>>>
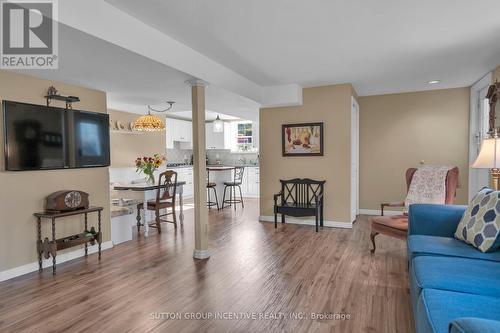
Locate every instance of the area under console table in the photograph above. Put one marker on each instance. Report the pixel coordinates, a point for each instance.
(50, 247)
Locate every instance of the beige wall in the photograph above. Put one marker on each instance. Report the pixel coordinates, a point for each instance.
(125, 148)
(398, 131)
(496, 74)
(23, 193)
(328, 104)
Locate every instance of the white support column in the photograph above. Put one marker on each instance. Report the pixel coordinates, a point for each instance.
(199, 170)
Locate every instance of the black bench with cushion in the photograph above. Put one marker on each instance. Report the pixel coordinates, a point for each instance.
(299, 197)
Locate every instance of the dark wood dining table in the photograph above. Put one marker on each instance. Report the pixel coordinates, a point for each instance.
(145, 189)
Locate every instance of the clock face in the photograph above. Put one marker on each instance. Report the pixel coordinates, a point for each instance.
(73, 199)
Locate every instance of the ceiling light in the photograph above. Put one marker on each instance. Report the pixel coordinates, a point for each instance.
(218, 125)
(148, 123)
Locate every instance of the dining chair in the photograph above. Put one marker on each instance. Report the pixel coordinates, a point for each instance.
(211, 186)
(165, 198)
(235, 183)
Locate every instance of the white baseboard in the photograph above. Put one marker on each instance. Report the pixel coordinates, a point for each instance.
(201, 254)
(307, 221)
(62, 257)
(377, 212)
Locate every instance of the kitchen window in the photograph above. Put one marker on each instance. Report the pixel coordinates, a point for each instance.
(241, 136)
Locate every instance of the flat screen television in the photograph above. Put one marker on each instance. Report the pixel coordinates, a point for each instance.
(42, 138)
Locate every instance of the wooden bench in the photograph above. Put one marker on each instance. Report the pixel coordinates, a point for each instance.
(299, 197)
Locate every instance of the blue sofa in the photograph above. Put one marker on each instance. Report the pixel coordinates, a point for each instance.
(453, 286)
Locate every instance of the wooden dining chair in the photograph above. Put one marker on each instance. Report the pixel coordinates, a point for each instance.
(165, 198)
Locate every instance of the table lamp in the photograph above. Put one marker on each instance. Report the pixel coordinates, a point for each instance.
(489, 158)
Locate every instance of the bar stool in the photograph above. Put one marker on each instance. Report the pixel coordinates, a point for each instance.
(236, 183)
(211, 186)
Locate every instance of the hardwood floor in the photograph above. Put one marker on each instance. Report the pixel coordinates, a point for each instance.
(253, 269)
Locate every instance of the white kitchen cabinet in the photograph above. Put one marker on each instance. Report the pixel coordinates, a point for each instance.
(179, 131)
(186, 174)
(213, 140)
(169, 133)
(252, 186)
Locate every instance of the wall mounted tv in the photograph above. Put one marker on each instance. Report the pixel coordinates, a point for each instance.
(39, 137)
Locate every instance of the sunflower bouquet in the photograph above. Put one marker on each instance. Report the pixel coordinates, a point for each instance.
(148, 166)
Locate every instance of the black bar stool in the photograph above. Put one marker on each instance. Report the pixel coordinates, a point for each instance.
(236, 183)
(211, 186)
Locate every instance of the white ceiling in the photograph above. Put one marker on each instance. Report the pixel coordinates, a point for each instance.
(382, 46)
(133, 81)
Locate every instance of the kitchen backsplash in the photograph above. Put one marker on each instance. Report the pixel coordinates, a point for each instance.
(224, 155)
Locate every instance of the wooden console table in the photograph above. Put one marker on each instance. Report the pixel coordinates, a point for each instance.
(50, 247)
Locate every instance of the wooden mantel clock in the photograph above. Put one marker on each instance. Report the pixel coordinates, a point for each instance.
(67, 200)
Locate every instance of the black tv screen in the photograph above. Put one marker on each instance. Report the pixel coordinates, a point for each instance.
(91, 139)
(39, 137)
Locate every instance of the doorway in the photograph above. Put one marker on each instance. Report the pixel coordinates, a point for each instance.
(479, 113)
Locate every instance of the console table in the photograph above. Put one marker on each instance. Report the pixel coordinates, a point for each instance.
(50, 247)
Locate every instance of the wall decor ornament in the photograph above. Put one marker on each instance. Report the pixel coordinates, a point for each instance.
(304, 139)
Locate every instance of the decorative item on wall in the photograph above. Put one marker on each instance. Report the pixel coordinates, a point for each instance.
(493, 96)
(302, 139)
(148, 165)
(120, 125)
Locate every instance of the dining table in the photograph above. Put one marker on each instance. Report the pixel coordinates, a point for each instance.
(146, 189)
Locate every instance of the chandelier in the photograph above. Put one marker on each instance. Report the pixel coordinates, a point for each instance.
<<<
Copy every entry exactly, leaving out the pictures.

» Problem solution
Locate every instance of the area under console table in the photograph above. Put one marker on each instance. Report the pixel coordinates, a point for each instance.
(50, 247)
Locate every instance of the beige wall in the photograph above. Put one marker on each instance. Report the pixel coordinates, a point for each instance.
(125, 148)
(398, 131)
(496, 74)
(23, 193)
(328, 104)
Locate every instance of the white support column in the photograph above. Put one marker on each instance. Report the pixel coordinates, a point for each instance.
(199, 170)
Locate every instance of the black bench with cushion in the photograph above. Put one marker on each instance. Report the pixel coordinates, a point for each instance.
(299, 197)
Locate every instance of the dark wood dining table in the photograph above. Put one marker on each instance. Report the pixel coordinates, a point for each instance.
(145, 189)
Locate every instance of the clock face in the photograph above. Put one marker on each instance. Report the pixel coordinates, a point for each instance.
(73, 199)
Locate every instance of the ceiling light in the photograph above. Put one marker on each instance. Report the pixel coordinates, a point for each instance.
(218, 125)
(148, 123)
Locate every instance of the dining chair in the photograph above. Put one marker on each instance. Report the pixel coordinates, a point for each instance.
(211, 186)
(165, 198)
(235, 183)
Locate every instance of the white baseboard in the photograph above. Put one marker on each instance. Report the pixel coordinates, a point for each instance.
(201, 254)
(307, 221)
(62, 257)
(377, 212)
Locate every instance of the kitchen window in the photograph above. Put one marker on each instance. Report the pixel coordinates, a point for each instance.
(241, 136)
Locate every instance of the flat screen television in the photograph above. Put one marker on each instance. Report the pixel coordinates, a point for each instance.
(42, 138)
Locate every instance of the wooden bench in the photograph above. Put one marker on each instance. Report the pixel coordinates, a point for each instance.
(299, 197)
Locate every instance of the blue sofa in the photograph above. Put one marker on each instance. Report the pixel coordinates, a point for each instance.
(453, 286)
Locate every instance of the wooden dining chair in the photograph above. Put one marker on each instance. Report the pixel coordinates, a point for each instance.
(165, 198)
Locate every instance of the table lamp in the photograph above. Put one marker on each instance. Report the pixel coordinates, a point for each instance.
(489, 158)
Locate every instance of the bar stool in the photograph above. Put one marker on each instance. Report the pixel coordinates, a point for each instance.
(236, 183)
(211, 186)
Locate every instance of the hardwood floor in the photograph above. Put one marker on each instance. Report the pixel coordinates, a point for each instance.
(253, 269)
Locate every instance of the white kitchen cabinet in the photograph above. Put one marker on each instance. Report the pixel coordinates, a point for each instance.
(179, 131)
(186, 174)
(213, 140)
(169, 133)
(252, 186)
Locate every instance of the wall mounted tv in the photograph above. Put one marker on each instance. Report the pixel coordinates, a point for each instance.
(39, 137)
Locate every instance of the sunflower bouquet in the photograph above. Put one marker on each instance. Report the pixel coordinates, a point for each instance.
(148, 166)
Locate every instance of the black bar stool in the photograph above. Put one marker on each instance. Report the pixel coordinates, a point for each instance.
(236, 183)
(211, 186)
Locate every instance of the white ceiling in the photograph above. Put one marker on each instance. Report the pixel coordinates, a point for each instance.
(382, 46)
(133, 81)
Locate every instance of the kitchen backsplash in the photograph above. Put one marker on each instance. Report the pixel coordinates, a point for each instance.
(224, 155)
Locate every instance of the wooden console table in the photograph above. Put one marker on each instance. Report the pixel coordinates, a point for each instance.
(50, 247)
Locate every instance of the wooden mantel clock in the photograph above. Put one marker on each instance. Report the pixel coordinates, a point for each instance.
(67, 200)
Locate every instance of the black tv screen in the photograph above. Put one marker on each instance. Report the pixel coordinates, a point for each instance.
(91, 139)
(39, 137)
Locate every instance of the doorway in the photograph above. Put one marker on each instance. Report the pixel coordinates, a point for each instance.
(479, 113)
Locate every instance of the console table in the photograph above. Put one marker on each instance. Report the pixel coordinates, a point for each instance.
(50, 247)
Locate every instance of the wall decor ornament in the photograph above. Put one marker on each instance. Report the pixel coordinates, a point for each instance.
(304, 139)
Locate every instance of the decorative item on wall in the photograph above. Put one marker on each instance. Report the pixel coordinates, a point for each instance.
(493, 96)
(302, 139)
(148, 165)
(120, 125)
Locate every instance of the dining table in the photograph above. Put one marker on each instance. Report the pixel coordinates, a point for each instance.
(146, 189)
Locate every instance of the chandelier in the photograph above. Put one marker on each instance. Report the pixel coordinates, a point for each instance.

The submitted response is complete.